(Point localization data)
--- START ---
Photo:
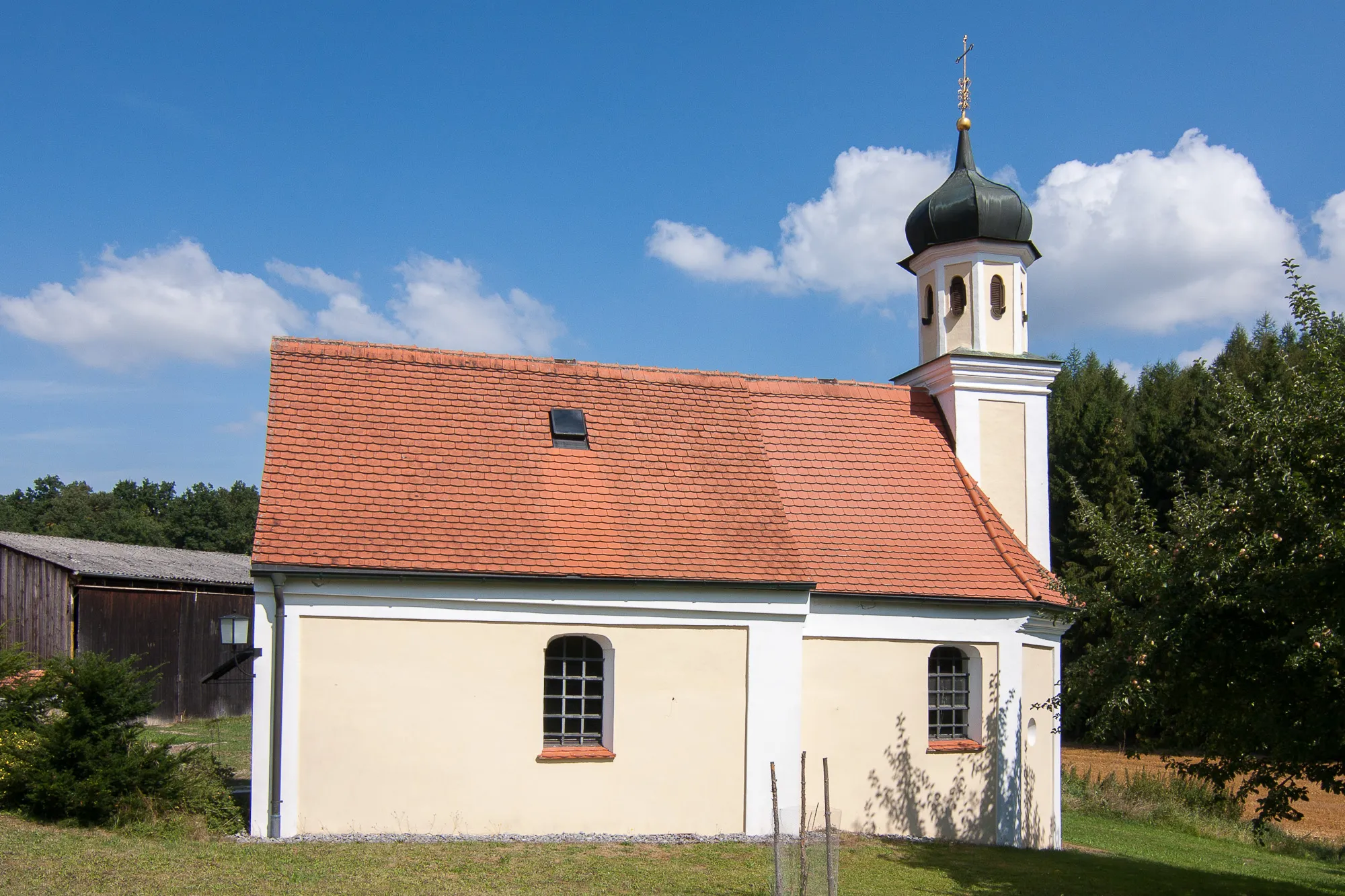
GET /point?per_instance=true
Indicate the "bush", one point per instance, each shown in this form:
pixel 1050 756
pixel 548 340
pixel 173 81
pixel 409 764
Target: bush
pixel 72 747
--- END ---
**GOAL OF THE EXERCISE:** Would you retype every record above exactly, leaving out the pictures?

**SOLUTION TO THE PROBLEM:**
Photo:
GET /point?per_instance=true
Indicate the "bush", one point per instance, each shown in this form:
pixel 1050 756
pixel 548 340
pixel 173 81
pixel 409 764
Target: bush
pixel 72 747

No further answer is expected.